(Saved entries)
╔══

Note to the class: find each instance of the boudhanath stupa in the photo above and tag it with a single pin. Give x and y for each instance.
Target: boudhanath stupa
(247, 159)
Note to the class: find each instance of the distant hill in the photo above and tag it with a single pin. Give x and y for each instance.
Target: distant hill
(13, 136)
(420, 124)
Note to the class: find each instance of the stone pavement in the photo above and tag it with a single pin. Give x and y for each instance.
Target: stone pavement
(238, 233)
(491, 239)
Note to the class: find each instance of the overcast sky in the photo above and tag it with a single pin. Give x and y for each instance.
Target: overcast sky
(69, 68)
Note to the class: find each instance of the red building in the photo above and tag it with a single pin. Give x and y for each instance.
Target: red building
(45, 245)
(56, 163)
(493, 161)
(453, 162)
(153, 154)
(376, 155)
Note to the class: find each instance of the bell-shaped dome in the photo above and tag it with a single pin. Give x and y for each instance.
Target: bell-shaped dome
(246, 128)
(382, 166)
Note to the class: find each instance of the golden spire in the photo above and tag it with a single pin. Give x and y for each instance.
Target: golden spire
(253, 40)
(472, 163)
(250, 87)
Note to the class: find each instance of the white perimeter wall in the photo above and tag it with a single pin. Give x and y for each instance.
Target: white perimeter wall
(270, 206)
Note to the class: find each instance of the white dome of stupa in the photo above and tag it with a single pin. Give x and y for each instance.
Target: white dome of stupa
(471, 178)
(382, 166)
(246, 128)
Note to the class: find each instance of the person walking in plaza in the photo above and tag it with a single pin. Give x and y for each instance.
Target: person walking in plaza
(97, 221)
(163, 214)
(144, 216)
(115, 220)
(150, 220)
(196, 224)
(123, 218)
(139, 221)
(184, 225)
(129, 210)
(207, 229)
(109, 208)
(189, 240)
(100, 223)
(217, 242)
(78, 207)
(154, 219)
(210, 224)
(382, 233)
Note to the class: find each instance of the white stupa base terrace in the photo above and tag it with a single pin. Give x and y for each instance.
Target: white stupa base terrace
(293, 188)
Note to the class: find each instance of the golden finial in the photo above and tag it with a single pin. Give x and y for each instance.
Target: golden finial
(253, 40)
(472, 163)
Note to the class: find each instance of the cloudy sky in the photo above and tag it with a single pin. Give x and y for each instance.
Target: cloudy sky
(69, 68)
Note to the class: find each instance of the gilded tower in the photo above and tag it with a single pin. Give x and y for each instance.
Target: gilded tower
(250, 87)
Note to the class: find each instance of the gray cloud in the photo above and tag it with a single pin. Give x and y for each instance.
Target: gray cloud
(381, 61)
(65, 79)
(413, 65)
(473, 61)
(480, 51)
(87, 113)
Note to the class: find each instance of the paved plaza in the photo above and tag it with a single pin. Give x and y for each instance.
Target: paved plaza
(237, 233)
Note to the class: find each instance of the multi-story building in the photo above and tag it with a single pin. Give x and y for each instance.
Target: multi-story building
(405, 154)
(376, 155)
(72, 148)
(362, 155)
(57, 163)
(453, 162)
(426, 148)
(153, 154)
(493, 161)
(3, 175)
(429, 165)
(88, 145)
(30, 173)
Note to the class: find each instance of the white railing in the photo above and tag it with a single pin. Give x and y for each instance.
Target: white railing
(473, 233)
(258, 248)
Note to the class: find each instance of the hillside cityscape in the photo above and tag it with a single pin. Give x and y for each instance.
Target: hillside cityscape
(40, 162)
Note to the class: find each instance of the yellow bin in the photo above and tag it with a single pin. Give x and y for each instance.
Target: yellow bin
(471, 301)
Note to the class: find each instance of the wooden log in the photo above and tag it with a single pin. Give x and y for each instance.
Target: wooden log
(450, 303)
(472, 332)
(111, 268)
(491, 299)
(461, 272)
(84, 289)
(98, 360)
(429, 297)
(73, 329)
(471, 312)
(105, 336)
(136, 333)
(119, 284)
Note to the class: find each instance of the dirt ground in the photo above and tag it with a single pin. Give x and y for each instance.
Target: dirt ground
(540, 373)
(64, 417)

╚══

Each line above from the one with "Target: white dome of stupa" up to and including the one with "Note to the class: find each instance of the person" must be set down exactly, and no line outside that span may appear.

[COMPLETED EXERCISE]
Target: white dome of stupa
(471, 178)
(382, 166)
(246, 128)
Note to the class: find each instance of the person walking in plaza in the photo above and tag it with a single pin. Give x and y for each instance.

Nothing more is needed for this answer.